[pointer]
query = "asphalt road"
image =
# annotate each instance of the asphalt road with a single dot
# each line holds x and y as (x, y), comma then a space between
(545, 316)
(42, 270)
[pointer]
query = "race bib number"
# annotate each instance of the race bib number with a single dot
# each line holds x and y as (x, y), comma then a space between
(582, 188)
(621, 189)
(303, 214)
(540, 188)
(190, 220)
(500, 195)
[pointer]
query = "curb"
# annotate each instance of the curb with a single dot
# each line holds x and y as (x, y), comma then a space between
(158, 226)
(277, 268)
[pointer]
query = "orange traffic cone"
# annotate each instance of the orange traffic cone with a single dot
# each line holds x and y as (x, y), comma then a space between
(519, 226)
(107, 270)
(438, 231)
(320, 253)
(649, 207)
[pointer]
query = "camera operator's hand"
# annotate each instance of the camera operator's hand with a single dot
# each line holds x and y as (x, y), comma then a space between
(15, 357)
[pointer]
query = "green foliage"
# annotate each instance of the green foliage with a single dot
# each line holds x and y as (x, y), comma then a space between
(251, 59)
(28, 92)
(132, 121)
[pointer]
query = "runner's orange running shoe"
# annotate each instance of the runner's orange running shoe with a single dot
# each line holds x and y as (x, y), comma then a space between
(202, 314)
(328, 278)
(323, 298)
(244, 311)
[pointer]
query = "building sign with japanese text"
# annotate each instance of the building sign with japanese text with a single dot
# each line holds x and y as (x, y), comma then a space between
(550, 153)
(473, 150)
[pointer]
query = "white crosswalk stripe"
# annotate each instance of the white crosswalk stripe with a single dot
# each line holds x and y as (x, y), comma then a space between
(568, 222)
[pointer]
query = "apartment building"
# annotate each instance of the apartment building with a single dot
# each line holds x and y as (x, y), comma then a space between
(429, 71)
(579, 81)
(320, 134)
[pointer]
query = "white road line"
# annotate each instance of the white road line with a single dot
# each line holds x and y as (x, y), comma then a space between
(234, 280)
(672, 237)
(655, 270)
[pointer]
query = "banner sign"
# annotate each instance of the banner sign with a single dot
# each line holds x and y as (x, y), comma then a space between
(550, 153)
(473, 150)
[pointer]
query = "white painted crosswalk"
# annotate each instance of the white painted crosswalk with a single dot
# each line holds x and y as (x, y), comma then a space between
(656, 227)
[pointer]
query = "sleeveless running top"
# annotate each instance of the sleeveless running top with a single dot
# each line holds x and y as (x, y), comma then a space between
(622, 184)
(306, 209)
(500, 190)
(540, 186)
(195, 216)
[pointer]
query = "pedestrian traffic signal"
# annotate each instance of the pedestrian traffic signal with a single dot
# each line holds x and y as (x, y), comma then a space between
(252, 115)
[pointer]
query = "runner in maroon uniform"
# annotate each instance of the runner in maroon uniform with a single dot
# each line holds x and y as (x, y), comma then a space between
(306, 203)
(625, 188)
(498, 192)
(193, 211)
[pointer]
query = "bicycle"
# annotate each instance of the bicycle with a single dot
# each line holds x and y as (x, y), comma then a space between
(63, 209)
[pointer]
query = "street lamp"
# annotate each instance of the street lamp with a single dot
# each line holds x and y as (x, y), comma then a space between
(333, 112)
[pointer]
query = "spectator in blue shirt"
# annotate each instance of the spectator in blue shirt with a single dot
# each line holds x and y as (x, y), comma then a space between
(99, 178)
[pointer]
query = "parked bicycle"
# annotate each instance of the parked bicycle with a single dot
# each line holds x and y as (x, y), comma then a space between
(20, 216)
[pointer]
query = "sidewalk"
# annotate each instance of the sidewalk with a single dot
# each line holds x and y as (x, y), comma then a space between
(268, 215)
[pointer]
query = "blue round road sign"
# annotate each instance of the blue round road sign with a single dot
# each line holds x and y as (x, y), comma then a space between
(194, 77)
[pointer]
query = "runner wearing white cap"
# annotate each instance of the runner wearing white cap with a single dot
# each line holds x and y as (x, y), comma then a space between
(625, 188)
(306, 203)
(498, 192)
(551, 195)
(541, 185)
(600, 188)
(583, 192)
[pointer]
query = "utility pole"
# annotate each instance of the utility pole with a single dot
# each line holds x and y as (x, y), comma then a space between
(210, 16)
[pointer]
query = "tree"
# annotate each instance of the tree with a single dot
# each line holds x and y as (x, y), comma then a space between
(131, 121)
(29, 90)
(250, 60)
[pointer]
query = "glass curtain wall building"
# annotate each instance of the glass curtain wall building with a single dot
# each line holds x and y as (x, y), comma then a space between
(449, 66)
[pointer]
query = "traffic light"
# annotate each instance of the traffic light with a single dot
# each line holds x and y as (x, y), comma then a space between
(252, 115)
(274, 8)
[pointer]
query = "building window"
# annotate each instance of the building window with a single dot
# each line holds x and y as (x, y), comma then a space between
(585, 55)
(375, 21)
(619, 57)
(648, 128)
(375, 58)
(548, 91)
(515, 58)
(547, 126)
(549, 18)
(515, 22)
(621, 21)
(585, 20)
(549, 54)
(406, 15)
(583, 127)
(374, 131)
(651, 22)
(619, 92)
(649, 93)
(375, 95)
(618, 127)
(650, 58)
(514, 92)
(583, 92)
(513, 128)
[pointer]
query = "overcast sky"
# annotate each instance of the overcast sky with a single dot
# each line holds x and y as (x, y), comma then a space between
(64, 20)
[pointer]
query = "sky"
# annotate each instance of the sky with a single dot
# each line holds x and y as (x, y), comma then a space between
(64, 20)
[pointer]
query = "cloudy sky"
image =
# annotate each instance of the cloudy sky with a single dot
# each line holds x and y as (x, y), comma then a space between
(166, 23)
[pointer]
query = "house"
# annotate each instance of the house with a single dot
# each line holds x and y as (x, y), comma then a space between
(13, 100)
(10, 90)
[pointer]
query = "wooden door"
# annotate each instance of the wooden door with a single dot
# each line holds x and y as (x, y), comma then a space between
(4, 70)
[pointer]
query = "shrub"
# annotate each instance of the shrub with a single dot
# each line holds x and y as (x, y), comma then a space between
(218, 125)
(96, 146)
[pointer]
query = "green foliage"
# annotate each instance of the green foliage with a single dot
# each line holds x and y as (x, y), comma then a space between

□ □ □ □ □

__Work item__
Could you please print the entire listing exactly?

__Expected answer__
[pointer]
query = "asphalt road"
image =
# annotate each instance of the asphalt road with a single dot
# each line holds x and y as (x, y), comma then a space between
(545, 316)
(42, 270)
[pointer]
query = "race bib number"
# annotate each instance of the race bib number with a single dot
# each line holds x and y as (x, y), comma then a space between
(582, 188)
(621, 189)
(303, 214)
(540, 188)
(190, 220)
(500, 195)
[pointer]
query = "curb"
# annotate each instance of the curb with a single dot
# each line holds x and y as (x, y), comma then a space between
(158, 226)
(277, 268)
[pointer]
query = "orange traffic cone"
# annotate each instance of the orange traffic cone with a single dot
# each line holds x and y as (x, y), comma then a space between
(519, 226)
(107, 270)
(438, 231)
(320, 253)
(649, 207)
[pointer]
query = "camera operator's hand"
# annotate each instance of the camera operator's hand with a single dot
# each line holds x and y as (x, y), comma then a space between
(15, 357)
[pointer]
query = "green foliage"
# annotate each instance of the green foliage with a single dot
# each line holds x and y as (x, y), comma then a space between
(251, 59)
(28, 92)
(132, 121)
[pointer]
query = "runner's orange running shoe"
# annotate each instance of the runner's orange running shoe with a single dot
# each line holds x and y as (x, y), comma then a space between
(202, 314)
(328, 278)
(323, 298)
(244, 311)
[pointer]
query = "building sign with japanese text"
# annotate each instance of the building sign with japanese text with a single dot
# each line holds x and y as (x, y), comma then a space between
(550, 153)
(473, 150)
[pointer]
query = "white crosswalk stripe"
# annotate each instance of the white crosswalk stripe with a single dot
# each line holds x and y as (x, y), comma then a space between
(568, 222)
[pointer]
query = "apartment building"
# annotate each instance of the apartment building with a single dot
# each line holds x and y as (x, y), comma then a space between
(429, 71)
(579, 81)
(320, 134)
[pointer]
query = "white road line"
# annotate each instance of the white road line with a single dot
# each line holds x and y as (x, y), comma then a space between
(234, 280)
(672, 237)
(655, 270)
[pointer]
query = "banner sign"
# annotate each instance of the banner sign with a single dot
# each line holds x and y as (x, y), comma then a space between
(550, 153)
(473, 150)
[pointer]
query = "white painted crosswalk"
# annotate each instance of the white painted crosswalk with a single dot
# each line holds x and y as (x, y), comma then a space between
(656, 227)
[pointer]
query = "sleeveless running top"
# annotate each instance of the sleeveless running top with a single dot
# each line holds x and y as (x, y), comma then a space between
(622, 184)
(306, 209)
(500, 190)
(540, 186)
(195, 216)
[pointer]
query = "pedestrian traffic signal"
# annotate each instance of the pedestrian traffic signal with a single dot
# each line holds x and y as (x, y), comma then a space between
(252, 115)
[pointer]
query = "runner in maroon uniform"
# annotate each instance of the runner in maroon uniform with a single dot
# each line holds x and y as (x, y), comma then a space between
(306, 203)
(625, 188)
(498, 192)
(193, 211)
[pointer]
query = "bicycle"
# annotate each instance of the bicycle with a single dot
# each line holds x and y as (x, y), comma then a space between
(63, 209)
[pointer]
query = "street lamp"
# annotate each instance of the street lamp with a single dot
# each line holds x and y as (x, y), comma then a space between
(333, 112)
[pointer]
query = "spectator in blue shirt"
# annotate each instance of the spectator in blue shirt with a single dot
# each line holds x and y as (x, y), comma then a space between
(99, 178)
[pointer]
query = "parked bicycle"
# annotate each instance of the parked bicycle with a single dot
# each line holds x and y as (x, y), comma then a space between
(20, 216)
[pointer]
query = "sidewalk"
# annotate each instance of the sidewalk with a single dot
# each line holds x and y as (x, y), comma then a space between
(268, 215)
[pointer]
query = "blue round road sign"
# annotate each instance of the blue round road sign with a single dot
# each line holds x and y as (x, y), comma then a space between
(194, 77)
[pointer]
query = "runner wearing white cap"
# annotate each instance of the runner wearing white cap with a single dot
# each line holds x and y as (x, y), comma then a space between
(625, 188)
(306, 203)
(498, 192)
(551, 195)
(541, 185)
(600, 188)
(583, 192)
[pointer]
query = "utility pole"
# annotate each instance of the utility pole with a single dot
# each line holds x and y as (x, y), comma then a space between
(210, 16)
[pointer]
query = "tree"
# annotate each instance of the tree with a single dot
# each line holds x and y as (x, y), comma then a space between
(131, 121)
(29, 90)
(250, 60)
[pointer]
query = "glass curtain wall building"
# annotate each instance of the glass curtain wall building with a single dot
# each line holds x and y as (x, y), comma then a space between
(449, 66)
[pointer]
query = "traffic light"
# annotate each instance of the traffic light with a single dot
# each line holds x and y as (x, y), comma then a space between
(252, 115)
(274, 8)
[pointer]
query = "building window"
# annotate each instance of the building window with a single dot
# each line holds x and y as (x, y), comma then a space between
(585, 55)
(375, 21)
(619, 57)
(648, 128)
(375, 58)
(548, 91)
(515, 58)
(547, 126)
(549, 18)
(515, 22)
(621, 21)
(585, 20)
(549, 54)
(406, 15)
(583, 127)
(374, 131)
(651, 22)
(619, 92)
(649, 93)
(375, 95)
(618, 127)
(650, 58)
(514, 92)
(583, 92)
(513, 128)
[pointer]
query = "overcast sky"
# annotate each instance of the overcast sky with a single dot
# each line holds x and y as (x, y), comma then a space between
(64, 20)
[pointer]
query = "sky"
# annotate each instance of the sky with a single dot
# each line holds x and y as (x, y), comma then a space between
(64, 20)
[pointer]
query = "cloudy sky"
image =
# annotate each instance of the cloudy sky with a single dot
# each line holds x and y as (x, y), comma then a space between
(166, 23)
[pointer]
query = "house"
# annotate each instance of the house with a single dot
# each line holds x and y as (x, y), comma then a space between
(13, 100)
(10, 90)
[pointer]
query = "wooden door"
# annotate each instance of the wooden door with a single dot
# each line holds x and y as (x, y), comma then a space between
(4, 70)
[pointer]
query = "shrub"
# annotate each instance of the shrub with a single dot
# each line holds x and y as (x, y), comma then a space between
(218, 125)
(96, 146)
[pointer]
query = "green foliage"
# annotate each instance of the green foliage with a single dot
# each line holds x and y as (x, y), comma then a space between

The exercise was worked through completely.